** Begin EXERCISE INPUTS **

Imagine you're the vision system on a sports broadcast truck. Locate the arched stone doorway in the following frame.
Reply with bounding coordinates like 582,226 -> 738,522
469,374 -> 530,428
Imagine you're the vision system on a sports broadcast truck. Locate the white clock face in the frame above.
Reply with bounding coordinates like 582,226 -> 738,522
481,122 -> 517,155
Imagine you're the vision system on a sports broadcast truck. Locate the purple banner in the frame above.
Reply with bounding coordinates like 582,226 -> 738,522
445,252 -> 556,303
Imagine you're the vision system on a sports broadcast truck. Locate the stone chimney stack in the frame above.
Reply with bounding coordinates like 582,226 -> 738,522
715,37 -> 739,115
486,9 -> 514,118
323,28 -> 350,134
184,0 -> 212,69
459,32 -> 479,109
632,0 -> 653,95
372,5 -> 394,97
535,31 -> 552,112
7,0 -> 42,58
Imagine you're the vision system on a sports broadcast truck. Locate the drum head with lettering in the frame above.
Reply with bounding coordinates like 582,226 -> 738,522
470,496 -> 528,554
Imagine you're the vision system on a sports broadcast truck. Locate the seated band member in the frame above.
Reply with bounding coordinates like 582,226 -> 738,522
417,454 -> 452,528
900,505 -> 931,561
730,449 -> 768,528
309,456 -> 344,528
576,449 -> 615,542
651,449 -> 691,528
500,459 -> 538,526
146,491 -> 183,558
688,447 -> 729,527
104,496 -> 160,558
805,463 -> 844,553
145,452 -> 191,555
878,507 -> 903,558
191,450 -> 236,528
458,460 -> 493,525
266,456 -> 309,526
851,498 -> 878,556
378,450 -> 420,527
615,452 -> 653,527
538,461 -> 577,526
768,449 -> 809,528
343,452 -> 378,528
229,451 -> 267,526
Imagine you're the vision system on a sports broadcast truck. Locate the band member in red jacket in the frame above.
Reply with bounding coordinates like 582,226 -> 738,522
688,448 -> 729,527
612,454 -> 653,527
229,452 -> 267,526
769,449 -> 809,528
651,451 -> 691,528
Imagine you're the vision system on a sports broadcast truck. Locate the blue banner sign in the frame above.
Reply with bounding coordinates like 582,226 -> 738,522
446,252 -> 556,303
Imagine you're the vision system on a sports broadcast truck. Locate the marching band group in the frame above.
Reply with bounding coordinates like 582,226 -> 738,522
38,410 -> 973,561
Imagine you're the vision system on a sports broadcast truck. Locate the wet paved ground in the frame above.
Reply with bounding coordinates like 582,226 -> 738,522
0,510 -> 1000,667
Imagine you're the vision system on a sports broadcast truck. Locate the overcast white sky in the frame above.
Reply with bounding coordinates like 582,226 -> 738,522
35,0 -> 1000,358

** End EXERCISE INPUTS **

#### [WORK TO DO]
Put the listing above into a CSV with two columns named instruction and response. Give each instruction in the listing its own row, with all the text that answers it in response, every field quoted and line breaks replaced by spaces.

#### [SOLUTION TO THE PROBLEM]
instruction,response
"Imagine you're the vision system on a sports broadcast truck. Locate the arched stone doorway in the following frame. Reply with bounding coordinates like 582,226 -> 738,522","469,374 -> 530,428"
"Imagine you're the vision system on a sports broadcast truck. Locate the white clock face in the frame above. Reply with bounding coordinates like 582,226 -> 738,522","481,122 -> 517,155"
"Imagine you're the vision system on a sports broadcast truck. Locate the purple banner in the frame above. Reply with bounding coordinates like 582,226 -> 738,522","445,252 -> 556,303"
"Imagine you're the vision system on a sports broadcast truck. Locate the stone chimney stack in the frame above. Reply with bounding coordinates like 582,226 -> 738,522","715,37 -> 739,115 486,9 -> 514,118 323,28 -> 350,134 184,0 -> 212,69 459,32 -> 479,109 632,0 -> 653,95 372,5 -> 394,97 535,31 -> 552,112 7,0 -> 42,58"
"Imagine you're the vision system on a sports broadcast truck. Locate the drum head with lettering in the frame above. Reply with bounding coordinates like 582,226 -> 738,522","470,496 -> 528,554"
"Imagine you're the vision system on a sports broadcast truck. Locate the seated band member in the frame above. Reply with bounding coordinates like 582,226 -> 738,522","417,454 -> 452,528 900,505 -> 931,561 730,449 -> 768,528 309,456 -> 344,528 576,449 -> 615,542 651,449 -> 691,528 500,459 -> 538,526 146,491 -> 183,558 688,447 -> 729,527 104,496 -> 160,558 805,463 -> 844,553 145,452 -> 191,555 878,507 -> 903,558 191,450 -> 236,528 458,460 -> 493,525 266,456 -> 309,526 851,498 -> 878,556 378,450 -> 420,527 615,452 -> 653,527 538,461 -> 577,526 768,449 -> 809,528 343,452 -> 378,528 229,451 -> 267,526"
"Imagine you're the vision system on a sports broadcast truck. Locate the band member in red jacket in the frame above. Reply with bounding coordinates like 582,226 -> 738,522","688,448 -> 729,527 612,454 -> 653,527 229,452 -> 267,526 769,449 -> 809,528 651,451 -> 691,528"
"Imagine you're the vision system on a sports broadcast truck. Locate the blue banner sign in the frame above. Reply with bounding coordinates like 582,226 -> 738,522","446,252 -> 556,303"
"Imagine you're the vision system on a sports broadcast truck. Locate the marching band group in the frame above. Reply with bounding coordinates like 582,226 -> 738,522","38,410 -> 973,561"
"Imagine you're the vision system on a sports broadcast truck. Locate the wet paved ground in the frame above. Reply with bounding coordinates like 582,226 -> 738,522","0,510 -> 1000,667"
"Imagine you're the vision system on a sports broadcast truck. Locate the overcast white sky in the frame above. Reply with bounding coordinates like 582,226 -> 738,522","35,0 -> 1000,358"